Instructions for the task:
In the entries below, the word "bicycle" appears on some lines. Copy each of those lines.

Stored data:
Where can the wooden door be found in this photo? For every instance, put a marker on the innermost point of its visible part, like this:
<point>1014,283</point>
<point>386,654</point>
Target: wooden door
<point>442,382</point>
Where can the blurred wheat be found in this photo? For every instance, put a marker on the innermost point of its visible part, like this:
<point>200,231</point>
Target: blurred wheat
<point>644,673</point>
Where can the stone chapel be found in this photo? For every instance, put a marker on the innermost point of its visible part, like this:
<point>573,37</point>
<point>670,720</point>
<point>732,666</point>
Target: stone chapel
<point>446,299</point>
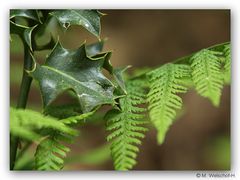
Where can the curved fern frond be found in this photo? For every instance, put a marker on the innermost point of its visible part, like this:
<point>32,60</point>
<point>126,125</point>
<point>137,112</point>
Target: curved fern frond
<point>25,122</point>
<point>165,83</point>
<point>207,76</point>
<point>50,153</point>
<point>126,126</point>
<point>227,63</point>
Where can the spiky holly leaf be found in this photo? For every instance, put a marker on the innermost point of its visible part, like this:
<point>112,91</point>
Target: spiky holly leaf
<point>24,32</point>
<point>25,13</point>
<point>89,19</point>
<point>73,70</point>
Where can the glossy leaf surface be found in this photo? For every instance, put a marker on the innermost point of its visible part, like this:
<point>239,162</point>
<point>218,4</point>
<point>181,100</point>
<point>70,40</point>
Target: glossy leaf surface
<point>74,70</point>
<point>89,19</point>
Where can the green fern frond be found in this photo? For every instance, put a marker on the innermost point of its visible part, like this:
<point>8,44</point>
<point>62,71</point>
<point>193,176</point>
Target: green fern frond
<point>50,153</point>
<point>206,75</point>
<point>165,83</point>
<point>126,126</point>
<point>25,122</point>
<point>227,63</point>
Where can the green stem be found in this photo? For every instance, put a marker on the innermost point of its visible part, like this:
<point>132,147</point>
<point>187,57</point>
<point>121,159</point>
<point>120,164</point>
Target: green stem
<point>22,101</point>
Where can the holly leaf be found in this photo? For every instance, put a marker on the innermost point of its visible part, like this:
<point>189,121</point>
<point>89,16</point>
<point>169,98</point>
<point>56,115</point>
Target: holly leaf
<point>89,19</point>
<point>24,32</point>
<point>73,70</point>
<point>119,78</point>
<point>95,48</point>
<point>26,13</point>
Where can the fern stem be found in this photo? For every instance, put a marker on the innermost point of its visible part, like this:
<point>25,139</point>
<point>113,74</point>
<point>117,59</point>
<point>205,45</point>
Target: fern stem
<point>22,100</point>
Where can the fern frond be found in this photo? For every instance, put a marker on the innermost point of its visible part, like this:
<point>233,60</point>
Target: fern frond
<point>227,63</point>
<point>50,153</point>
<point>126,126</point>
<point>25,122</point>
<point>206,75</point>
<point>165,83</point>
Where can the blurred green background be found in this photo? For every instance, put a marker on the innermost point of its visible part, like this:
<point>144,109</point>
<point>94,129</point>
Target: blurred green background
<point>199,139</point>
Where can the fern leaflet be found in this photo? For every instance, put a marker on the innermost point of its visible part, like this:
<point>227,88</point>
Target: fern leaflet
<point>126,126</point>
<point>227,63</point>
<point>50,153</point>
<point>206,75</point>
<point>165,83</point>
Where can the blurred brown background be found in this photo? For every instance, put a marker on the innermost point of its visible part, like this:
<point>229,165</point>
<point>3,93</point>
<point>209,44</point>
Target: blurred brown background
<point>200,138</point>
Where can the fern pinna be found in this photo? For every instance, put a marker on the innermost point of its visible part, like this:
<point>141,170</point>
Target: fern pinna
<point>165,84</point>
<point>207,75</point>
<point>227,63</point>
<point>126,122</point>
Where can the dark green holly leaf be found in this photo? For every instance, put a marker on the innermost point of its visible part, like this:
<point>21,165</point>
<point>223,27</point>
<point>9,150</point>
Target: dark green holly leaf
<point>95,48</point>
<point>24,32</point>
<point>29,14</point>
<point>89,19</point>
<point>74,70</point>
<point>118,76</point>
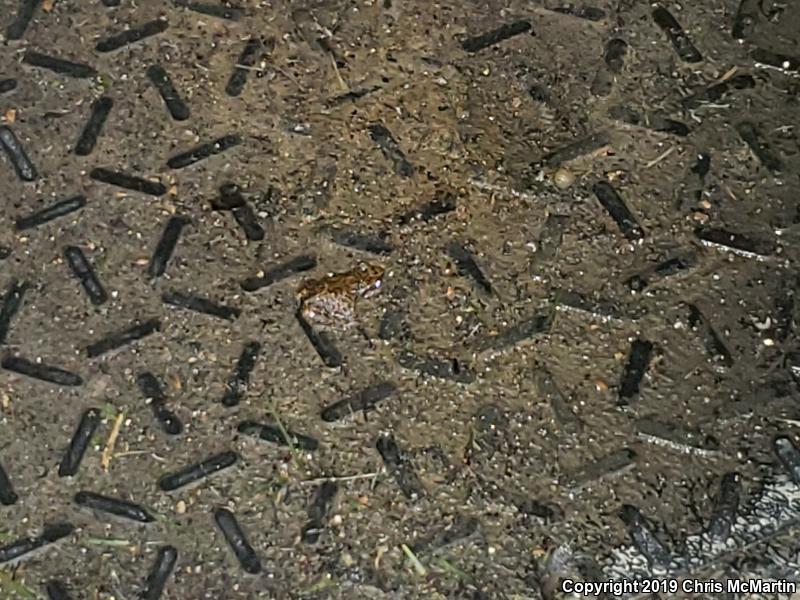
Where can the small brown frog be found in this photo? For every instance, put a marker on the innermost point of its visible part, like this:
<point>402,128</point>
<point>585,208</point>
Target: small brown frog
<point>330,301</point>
...
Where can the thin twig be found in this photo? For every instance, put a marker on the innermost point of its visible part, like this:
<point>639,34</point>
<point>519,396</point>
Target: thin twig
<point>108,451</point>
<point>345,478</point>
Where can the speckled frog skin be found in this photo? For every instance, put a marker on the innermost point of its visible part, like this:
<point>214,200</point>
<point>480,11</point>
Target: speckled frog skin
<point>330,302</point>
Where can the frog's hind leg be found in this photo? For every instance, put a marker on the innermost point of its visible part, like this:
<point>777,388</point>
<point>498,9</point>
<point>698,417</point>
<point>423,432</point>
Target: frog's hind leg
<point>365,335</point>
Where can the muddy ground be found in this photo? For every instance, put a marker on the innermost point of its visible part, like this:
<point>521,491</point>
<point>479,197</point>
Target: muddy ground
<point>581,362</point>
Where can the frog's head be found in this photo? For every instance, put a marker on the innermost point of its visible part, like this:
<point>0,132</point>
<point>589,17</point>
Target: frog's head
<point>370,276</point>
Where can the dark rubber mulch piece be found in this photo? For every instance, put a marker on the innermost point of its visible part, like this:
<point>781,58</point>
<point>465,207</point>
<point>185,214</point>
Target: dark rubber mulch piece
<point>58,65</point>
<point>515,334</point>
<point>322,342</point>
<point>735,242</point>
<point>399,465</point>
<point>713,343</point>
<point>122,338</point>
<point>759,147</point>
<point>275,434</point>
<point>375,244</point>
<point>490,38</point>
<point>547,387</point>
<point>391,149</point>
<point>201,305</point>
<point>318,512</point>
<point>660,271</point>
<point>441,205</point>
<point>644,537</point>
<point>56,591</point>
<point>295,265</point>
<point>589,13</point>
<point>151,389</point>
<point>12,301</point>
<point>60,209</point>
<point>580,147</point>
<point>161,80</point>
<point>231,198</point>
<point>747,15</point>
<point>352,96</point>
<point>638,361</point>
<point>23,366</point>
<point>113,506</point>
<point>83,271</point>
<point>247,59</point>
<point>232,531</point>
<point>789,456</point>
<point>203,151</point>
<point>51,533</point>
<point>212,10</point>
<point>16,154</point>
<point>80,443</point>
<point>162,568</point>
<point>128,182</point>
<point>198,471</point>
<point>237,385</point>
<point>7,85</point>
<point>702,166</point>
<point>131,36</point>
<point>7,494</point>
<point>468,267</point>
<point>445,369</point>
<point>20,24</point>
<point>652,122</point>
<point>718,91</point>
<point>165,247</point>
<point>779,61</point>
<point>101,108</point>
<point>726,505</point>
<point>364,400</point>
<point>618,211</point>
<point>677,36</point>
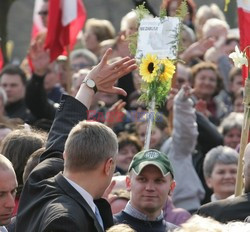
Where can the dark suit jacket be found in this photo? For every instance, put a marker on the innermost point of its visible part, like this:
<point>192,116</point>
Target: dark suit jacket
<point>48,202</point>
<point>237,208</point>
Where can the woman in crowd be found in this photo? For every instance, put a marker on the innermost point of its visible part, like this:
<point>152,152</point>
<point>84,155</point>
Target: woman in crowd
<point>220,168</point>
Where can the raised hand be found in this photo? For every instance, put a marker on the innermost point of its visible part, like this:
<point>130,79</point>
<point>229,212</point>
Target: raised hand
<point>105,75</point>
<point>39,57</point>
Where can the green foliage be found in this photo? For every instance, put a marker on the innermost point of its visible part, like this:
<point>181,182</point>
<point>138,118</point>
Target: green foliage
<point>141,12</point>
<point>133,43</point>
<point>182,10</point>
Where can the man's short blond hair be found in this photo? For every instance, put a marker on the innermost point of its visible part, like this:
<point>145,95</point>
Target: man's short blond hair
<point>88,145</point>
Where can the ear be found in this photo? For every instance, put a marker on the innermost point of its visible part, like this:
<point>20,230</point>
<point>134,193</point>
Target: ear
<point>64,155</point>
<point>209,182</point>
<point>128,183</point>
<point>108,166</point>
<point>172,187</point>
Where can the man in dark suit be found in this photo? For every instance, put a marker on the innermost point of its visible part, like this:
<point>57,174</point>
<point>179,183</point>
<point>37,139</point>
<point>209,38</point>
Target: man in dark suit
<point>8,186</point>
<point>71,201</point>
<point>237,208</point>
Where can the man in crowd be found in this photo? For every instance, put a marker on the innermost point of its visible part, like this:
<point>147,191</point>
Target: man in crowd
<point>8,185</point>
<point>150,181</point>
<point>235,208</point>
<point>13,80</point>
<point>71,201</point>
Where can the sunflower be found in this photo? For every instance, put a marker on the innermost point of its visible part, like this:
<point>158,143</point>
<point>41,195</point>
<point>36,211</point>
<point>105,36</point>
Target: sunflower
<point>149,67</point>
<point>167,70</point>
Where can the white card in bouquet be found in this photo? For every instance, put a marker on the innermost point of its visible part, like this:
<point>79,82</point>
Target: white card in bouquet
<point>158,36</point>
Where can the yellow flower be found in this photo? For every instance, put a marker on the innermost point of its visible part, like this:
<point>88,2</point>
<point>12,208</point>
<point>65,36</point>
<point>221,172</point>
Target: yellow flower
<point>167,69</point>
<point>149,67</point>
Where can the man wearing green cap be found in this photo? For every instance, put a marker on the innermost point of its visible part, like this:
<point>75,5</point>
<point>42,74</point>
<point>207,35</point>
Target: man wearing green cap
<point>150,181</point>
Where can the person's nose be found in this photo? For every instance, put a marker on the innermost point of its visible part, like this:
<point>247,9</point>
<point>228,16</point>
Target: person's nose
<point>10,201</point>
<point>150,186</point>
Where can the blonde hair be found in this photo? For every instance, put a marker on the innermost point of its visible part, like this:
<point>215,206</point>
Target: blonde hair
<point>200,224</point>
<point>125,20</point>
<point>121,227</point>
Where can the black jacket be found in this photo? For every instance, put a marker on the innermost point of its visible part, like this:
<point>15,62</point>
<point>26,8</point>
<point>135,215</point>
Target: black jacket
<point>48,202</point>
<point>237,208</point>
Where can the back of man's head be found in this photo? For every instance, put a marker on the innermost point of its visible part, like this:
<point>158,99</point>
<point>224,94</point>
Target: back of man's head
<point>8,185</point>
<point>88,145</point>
...
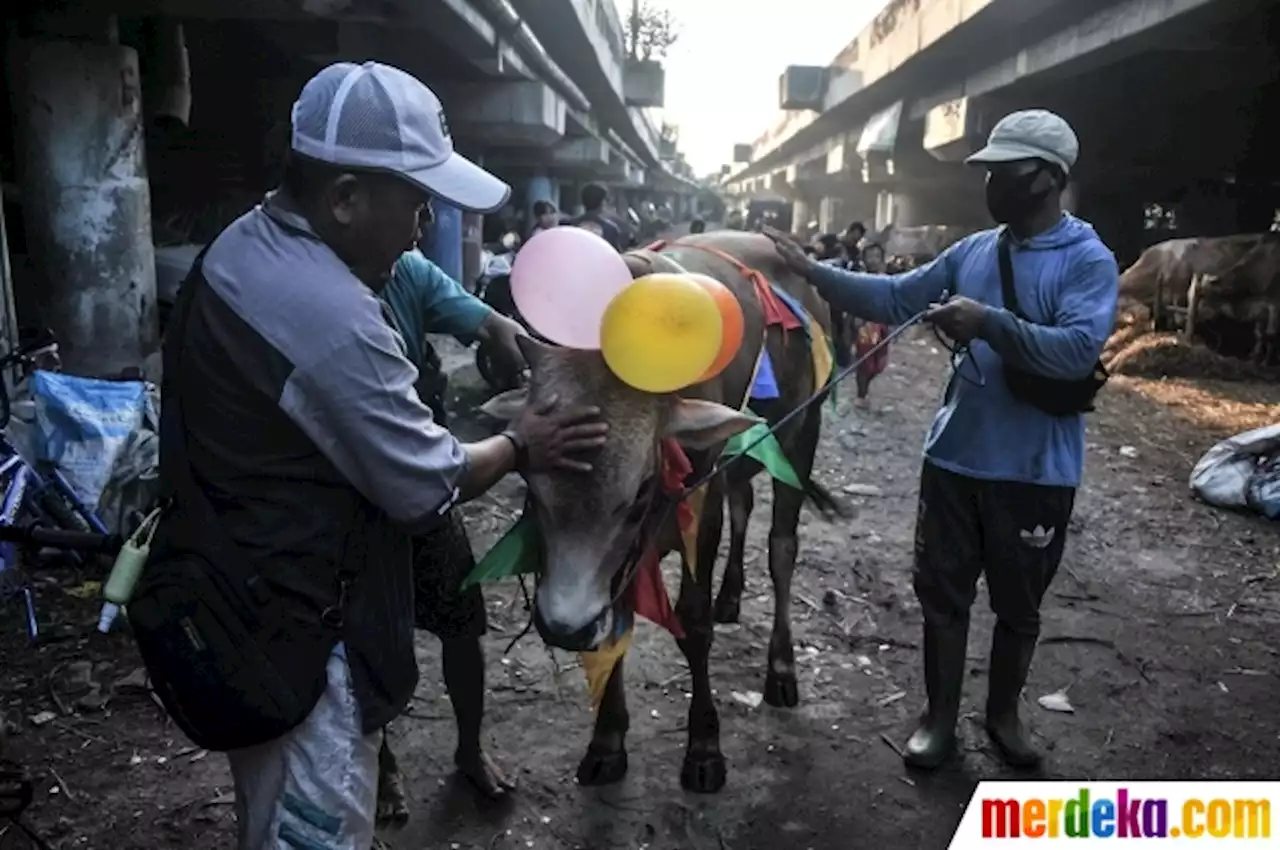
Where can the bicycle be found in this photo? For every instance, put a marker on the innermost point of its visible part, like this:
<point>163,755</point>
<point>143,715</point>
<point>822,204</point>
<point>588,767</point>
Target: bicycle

Reply to the exercise:
Where can the bicycle be found in this photo? For every instance, put a marker on the innermost point of its visible part, like this:
Target: bicycle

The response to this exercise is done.